--- START ---
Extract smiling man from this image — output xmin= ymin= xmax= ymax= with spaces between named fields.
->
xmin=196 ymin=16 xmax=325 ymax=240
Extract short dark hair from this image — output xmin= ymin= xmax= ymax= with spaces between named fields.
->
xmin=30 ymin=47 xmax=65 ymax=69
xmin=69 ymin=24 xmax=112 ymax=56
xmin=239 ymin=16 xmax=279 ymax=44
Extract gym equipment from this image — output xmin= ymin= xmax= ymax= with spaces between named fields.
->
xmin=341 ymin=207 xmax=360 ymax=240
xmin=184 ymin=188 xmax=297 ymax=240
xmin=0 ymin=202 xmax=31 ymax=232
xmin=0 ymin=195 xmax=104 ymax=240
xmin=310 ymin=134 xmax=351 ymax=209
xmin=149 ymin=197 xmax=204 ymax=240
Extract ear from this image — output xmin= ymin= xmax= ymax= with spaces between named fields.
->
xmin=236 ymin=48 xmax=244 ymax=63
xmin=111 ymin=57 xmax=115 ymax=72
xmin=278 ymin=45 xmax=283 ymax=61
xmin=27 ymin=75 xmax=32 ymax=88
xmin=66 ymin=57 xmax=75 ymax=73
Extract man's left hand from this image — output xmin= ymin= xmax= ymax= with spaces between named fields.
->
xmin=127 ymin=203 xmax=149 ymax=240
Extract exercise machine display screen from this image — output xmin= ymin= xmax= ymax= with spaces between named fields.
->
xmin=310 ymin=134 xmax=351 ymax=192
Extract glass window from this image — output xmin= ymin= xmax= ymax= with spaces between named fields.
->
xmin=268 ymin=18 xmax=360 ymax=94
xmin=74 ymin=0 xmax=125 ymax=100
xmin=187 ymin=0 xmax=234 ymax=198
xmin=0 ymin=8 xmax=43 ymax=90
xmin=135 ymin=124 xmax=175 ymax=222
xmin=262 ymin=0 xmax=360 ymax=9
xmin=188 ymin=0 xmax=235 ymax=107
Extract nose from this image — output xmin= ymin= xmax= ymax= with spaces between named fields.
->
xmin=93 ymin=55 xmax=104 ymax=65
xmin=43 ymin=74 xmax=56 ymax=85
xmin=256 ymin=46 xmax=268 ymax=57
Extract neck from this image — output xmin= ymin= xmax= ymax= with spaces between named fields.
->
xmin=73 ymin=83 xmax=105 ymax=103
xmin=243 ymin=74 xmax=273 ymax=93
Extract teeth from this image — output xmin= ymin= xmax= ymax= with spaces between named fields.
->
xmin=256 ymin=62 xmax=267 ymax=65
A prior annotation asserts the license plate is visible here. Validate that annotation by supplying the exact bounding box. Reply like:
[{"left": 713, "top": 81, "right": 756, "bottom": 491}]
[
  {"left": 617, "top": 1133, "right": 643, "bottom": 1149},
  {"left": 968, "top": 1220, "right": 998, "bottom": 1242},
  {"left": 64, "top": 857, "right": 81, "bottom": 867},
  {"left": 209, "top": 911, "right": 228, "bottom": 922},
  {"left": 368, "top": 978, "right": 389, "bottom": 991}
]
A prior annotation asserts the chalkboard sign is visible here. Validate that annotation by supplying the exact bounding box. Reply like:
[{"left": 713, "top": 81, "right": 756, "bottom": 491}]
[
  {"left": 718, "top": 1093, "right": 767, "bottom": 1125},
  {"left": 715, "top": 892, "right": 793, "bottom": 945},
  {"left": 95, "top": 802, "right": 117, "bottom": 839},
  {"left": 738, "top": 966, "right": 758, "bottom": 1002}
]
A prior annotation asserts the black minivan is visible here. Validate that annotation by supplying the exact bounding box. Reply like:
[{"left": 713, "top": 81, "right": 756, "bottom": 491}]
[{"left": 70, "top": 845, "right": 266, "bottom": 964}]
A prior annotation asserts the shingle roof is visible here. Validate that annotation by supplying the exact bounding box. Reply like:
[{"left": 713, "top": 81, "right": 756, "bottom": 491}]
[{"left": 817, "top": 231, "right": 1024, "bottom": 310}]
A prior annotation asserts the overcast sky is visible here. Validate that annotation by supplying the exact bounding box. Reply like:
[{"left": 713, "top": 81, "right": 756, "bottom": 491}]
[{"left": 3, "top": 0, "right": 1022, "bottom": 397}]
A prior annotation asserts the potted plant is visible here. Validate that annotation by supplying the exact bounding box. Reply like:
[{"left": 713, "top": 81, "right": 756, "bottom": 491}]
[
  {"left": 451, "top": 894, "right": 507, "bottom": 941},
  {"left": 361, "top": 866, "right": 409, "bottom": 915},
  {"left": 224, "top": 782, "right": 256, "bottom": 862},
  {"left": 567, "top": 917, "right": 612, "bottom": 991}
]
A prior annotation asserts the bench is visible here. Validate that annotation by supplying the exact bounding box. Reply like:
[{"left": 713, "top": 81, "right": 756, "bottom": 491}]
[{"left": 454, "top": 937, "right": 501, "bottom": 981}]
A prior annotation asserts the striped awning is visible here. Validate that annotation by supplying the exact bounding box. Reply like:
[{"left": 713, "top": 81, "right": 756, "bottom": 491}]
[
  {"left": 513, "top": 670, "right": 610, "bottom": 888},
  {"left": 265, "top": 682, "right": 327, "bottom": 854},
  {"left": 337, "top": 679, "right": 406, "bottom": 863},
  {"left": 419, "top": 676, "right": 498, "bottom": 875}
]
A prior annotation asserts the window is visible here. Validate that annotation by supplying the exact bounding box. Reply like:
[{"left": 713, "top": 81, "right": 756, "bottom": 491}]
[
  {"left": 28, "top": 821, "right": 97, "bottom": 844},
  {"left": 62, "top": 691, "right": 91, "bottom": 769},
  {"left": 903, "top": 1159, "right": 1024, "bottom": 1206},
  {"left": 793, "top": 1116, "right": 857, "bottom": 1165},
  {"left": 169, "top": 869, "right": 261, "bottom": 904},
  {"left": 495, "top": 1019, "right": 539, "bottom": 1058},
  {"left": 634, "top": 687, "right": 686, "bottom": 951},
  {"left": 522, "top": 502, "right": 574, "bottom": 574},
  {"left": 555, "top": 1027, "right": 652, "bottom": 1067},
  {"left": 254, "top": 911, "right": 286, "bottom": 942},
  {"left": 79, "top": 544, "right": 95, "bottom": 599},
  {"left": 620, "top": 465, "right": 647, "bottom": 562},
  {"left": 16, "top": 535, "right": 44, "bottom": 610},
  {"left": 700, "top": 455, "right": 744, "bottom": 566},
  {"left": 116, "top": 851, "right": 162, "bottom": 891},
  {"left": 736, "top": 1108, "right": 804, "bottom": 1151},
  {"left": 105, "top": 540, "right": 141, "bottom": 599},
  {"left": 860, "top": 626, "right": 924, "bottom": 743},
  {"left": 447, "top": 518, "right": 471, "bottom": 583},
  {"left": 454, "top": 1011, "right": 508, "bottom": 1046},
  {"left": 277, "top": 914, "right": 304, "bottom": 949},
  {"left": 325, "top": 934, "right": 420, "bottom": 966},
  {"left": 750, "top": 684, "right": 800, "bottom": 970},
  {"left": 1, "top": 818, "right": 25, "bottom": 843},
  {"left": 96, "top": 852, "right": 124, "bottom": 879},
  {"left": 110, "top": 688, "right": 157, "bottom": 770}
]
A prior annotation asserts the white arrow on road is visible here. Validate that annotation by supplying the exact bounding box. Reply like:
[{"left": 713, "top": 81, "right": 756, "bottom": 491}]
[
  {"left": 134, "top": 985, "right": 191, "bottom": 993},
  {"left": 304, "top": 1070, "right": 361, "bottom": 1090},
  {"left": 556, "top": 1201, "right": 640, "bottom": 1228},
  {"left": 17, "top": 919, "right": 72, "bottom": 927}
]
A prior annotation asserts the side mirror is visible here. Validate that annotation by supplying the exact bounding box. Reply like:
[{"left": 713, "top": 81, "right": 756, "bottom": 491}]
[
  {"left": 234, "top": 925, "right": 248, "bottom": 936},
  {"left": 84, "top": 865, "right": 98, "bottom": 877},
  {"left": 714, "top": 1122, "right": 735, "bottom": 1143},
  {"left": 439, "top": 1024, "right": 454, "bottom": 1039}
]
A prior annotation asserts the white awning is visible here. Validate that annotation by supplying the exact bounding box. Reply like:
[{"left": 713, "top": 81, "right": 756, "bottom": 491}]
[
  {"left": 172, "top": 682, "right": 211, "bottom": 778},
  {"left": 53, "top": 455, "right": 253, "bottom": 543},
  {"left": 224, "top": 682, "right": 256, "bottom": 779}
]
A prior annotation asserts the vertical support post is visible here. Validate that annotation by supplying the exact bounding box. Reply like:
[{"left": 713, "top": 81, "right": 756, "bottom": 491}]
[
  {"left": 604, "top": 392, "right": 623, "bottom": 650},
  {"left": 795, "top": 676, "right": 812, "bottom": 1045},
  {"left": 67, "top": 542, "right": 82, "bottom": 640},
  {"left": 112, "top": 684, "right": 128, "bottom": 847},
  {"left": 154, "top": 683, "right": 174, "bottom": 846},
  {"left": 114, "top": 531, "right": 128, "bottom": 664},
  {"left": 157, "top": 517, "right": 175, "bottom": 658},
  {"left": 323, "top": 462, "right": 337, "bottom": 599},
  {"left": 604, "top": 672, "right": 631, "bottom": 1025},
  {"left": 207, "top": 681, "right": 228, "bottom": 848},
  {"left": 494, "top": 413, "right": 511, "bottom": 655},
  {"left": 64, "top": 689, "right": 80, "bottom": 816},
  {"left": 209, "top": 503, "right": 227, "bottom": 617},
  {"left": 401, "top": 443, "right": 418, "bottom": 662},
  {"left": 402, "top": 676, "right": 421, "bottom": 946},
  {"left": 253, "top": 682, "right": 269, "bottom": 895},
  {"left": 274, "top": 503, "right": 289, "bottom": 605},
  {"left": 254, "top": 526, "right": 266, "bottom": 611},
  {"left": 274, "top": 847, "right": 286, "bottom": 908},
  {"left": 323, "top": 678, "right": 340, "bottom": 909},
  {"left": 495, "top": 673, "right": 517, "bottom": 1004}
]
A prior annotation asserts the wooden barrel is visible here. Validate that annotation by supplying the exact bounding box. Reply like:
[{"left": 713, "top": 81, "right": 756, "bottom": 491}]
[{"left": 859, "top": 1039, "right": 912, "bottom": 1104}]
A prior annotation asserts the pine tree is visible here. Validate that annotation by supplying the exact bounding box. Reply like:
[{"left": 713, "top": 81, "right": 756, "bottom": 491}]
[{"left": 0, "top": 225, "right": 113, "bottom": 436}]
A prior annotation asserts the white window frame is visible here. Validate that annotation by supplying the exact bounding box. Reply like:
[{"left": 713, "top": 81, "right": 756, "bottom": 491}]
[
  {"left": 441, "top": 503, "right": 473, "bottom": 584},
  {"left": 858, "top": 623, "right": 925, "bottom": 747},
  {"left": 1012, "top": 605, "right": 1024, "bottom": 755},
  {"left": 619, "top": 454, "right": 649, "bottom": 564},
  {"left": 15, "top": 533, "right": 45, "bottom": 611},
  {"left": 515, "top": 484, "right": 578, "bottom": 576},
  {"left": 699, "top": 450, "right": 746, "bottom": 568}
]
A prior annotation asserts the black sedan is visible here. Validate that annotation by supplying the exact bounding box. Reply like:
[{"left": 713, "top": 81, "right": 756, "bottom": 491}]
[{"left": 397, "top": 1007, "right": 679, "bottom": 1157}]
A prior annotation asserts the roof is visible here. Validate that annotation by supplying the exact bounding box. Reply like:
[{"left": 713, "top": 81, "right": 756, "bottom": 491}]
--- END ---
The sole response should be the count of lines in the material holding the string "roof".

_Answer section_: 2